§ WRITTEN INSTRUCTION: Reproduce the lines below from the one that contains "shape [[558, 103]]." through the end, inclusive, and add nothing.

-- Start of DATA FOR THE TASK --

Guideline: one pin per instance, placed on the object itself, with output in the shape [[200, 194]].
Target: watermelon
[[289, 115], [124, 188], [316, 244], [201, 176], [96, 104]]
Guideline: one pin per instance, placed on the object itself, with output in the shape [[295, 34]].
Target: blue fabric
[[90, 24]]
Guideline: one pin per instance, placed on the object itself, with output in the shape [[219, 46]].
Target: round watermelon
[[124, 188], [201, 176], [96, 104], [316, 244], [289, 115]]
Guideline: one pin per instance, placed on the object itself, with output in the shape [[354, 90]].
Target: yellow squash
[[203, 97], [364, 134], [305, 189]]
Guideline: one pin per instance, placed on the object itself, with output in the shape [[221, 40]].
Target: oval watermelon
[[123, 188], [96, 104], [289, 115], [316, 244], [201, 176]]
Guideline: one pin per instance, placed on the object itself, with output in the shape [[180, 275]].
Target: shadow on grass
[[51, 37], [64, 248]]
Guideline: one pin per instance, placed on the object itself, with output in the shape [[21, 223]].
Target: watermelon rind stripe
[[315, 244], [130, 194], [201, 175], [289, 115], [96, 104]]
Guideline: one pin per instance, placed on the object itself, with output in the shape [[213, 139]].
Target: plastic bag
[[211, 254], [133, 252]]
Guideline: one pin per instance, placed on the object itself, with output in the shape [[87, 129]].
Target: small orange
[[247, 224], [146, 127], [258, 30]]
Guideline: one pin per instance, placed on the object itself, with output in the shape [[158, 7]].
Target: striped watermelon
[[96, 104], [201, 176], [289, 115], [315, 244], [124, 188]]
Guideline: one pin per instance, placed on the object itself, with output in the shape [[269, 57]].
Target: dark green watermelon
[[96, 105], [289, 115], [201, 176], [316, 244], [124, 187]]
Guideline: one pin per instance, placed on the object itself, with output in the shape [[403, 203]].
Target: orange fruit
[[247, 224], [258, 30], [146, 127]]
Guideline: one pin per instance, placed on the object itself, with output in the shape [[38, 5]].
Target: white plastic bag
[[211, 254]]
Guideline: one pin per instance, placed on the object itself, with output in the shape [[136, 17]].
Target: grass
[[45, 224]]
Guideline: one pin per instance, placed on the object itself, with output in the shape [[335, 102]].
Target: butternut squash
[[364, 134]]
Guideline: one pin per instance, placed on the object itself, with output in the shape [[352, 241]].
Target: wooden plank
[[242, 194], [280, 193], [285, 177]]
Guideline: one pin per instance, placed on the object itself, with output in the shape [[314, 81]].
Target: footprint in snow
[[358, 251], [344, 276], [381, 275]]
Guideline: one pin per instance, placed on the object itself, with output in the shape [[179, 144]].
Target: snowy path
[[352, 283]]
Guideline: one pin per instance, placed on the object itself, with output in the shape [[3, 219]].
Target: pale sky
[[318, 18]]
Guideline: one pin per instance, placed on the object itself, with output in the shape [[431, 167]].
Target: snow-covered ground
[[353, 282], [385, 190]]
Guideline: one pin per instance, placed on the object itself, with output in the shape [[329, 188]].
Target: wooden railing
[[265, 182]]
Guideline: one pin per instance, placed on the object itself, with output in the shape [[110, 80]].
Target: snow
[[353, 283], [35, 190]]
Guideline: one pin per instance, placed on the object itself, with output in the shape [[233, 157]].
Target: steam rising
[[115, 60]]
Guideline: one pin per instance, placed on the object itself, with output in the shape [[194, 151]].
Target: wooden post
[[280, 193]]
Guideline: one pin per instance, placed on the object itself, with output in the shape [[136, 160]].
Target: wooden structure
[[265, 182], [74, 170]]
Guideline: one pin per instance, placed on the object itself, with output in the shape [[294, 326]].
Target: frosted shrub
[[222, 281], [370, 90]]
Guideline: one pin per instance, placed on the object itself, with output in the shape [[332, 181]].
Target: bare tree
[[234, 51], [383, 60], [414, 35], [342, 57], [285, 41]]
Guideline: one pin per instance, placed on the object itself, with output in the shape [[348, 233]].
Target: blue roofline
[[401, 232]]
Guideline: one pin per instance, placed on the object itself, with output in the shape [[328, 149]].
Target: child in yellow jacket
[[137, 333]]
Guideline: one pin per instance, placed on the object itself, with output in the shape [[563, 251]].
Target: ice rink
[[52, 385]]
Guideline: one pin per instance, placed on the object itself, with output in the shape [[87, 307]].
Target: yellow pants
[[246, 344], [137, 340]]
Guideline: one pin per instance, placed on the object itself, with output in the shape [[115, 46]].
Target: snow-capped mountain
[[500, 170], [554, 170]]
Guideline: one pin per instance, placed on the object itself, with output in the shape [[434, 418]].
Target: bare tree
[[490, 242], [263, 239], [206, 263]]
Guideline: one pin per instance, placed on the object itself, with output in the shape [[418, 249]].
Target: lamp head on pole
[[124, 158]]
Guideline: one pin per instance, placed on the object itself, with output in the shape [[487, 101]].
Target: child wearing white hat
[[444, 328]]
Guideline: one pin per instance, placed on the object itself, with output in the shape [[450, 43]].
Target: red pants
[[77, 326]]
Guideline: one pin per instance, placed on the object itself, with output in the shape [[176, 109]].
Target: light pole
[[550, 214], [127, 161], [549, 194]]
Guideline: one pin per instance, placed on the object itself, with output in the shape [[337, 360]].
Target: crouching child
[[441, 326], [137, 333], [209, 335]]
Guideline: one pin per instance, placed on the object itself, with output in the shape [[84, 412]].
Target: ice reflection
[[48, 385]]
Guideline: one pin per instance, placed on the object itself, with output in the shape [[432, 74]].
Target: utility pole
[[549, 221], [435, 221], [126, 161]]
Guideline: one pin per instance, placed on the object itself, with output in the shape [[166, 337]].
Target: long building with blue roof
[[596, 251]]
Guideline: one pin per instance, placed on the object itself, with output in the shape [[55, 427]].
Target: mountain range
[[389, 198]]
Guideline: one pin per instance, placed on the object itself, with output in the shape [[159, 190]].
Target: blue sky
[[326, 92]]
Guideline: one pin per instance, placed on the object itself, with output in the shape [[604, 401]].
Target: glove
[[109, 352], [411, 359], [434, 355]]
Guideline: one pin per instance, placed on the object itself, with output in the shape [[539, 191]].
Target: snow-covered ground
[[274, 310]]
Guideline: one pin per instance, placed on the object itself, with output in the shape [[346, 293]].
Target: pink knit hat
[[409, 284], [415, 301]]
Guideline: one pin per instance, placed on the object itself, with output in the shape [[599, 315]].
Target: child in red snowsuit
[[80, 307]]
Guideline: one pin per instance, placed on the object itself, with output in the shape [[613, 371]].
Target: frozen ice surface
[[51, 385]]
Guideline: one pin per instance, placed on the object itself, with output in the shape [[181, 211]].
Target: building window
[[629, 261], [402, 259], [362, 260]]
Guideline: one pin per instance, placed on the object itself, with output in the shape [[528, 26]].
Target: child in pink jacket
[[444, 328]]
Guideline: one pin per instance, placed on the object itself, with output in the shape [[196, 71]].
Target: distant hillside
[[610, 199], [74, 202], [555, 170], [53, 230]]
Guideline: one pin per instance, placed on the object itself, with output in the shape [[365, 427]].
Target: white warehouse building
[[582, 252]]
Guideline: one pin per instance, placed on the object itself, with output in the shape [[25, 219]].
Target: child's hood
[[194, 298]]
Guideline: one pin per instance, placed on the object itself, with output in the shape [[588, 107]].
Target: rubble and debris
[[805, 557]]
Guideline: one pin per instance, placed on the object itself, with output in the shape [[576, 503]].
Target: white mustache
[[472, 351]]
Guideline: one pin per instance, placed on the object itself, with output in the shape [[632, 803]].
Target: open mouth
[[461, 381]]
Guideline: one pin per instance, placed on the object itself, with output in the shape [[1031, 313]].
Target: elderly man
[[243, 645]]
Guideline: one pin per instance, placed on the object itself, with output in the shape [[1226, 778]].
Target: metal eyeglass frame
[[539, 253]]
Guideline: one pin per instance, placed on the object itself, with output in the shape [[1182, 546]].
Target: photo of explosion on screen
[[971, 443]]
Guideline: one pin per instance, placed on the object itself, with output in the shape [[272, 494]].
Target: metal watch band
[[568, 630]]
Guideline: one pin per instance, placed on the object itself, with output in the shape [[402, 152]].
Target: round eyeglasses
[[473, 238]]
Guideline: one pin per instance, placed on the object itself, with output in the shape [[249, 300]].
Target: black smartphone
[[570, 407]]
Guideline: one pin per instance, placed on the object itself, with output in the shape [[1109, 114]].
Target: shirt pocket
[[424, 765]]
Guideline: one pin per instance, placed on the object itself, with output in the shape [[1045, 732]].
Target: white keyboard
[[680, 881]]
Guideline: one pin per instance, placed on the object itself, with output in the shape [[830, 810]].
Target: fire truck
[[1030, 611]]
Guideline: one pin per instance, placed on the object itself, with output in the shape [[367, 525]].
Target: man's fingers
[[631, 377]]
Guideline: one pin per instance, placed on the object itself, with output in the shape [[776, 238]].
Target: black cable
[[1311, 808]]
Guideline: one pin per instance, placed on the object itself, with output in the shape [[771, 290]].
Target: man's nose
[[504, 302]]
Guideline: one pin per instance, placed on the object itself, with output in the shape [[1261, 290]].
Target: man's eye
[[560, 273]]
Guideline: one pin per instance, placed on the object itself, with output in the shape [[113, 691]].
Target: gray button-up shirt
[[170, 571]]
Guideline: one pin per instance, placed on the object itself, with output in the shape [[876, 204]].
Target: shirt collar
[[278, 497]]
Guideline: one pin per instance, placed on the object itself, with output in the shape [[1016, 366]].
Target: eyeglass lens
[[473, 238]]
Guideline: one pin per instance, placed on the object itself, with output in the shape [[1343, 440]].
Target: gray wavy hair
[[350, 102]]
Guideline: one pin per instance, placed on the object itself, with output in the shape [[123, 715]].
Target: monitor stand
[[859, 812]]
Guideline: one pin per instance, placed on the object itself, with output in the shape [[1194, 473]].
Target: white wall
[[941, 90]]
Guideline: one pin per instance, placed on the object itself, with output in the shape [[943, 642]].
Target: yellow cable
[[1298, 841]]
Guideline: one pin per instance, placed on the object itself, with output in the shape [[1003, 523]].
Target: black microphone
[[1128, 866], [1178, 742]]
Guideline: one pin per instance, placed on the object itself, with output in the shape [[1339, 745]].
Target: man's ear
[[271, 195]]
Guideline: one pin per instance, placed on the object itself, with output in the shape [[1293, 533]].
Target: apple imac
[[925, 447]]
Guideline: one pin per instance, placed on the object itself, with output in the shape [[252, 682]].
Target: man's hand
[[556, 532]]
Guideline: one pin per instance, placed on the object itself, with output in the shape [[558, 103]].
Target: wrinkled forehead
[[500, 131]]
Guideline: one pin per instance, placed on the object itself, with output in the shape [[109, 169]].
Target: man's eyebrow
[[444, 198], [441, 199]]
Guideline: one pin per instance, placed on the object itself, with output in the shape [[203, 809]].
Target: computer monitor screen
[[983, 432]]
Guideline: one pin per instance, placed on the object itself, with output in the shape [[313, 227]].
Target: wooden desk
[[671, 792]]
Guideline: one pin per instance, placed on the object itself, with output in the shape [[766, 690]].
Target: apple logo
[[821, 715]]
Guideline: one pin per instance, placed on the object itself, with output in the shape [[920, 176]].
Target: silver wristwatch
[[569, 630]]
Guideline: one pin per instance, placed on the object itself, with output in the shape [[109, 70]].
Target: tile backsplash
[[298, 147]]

-- End of DATA FOR THE TASK --

§ SOLUTION:
Guideline: one pin per instance, placed on the object itself, with output in the shape [[558, 103]].
Target: wrinkled forehead
[[500, 131]]
Guideline: one pin per instance, placed on the object itself, with output in the shape [[109, 169]].
Target: man's eyebrow
[[444, 198], [441, 199]]
Guideline: one pin per instance, placed on the object itself, with output in the shape [[203, 809]].
Target: computer monitor screen
[[983, 432]]
Guideline: one pin per instance, placed on the object itself, with output in the shape [[313, 227]].
Target: wooden desk
[[671, 792]]
Guideline: one pin per instance, placed on the object itself, with output in the shape [[766, 690]].
Target: apple logo
[[821, 715]]
Guideline: one pin per instance, placed on the object itself, with output in the shape [[920, 176]].
Target: silver wristwatch
[[569, 630]]
Guideline: one pin per instance, placed on the object itself, with output in the shape [[109, 70]].
Target: tile backsplash
[[298, 147]]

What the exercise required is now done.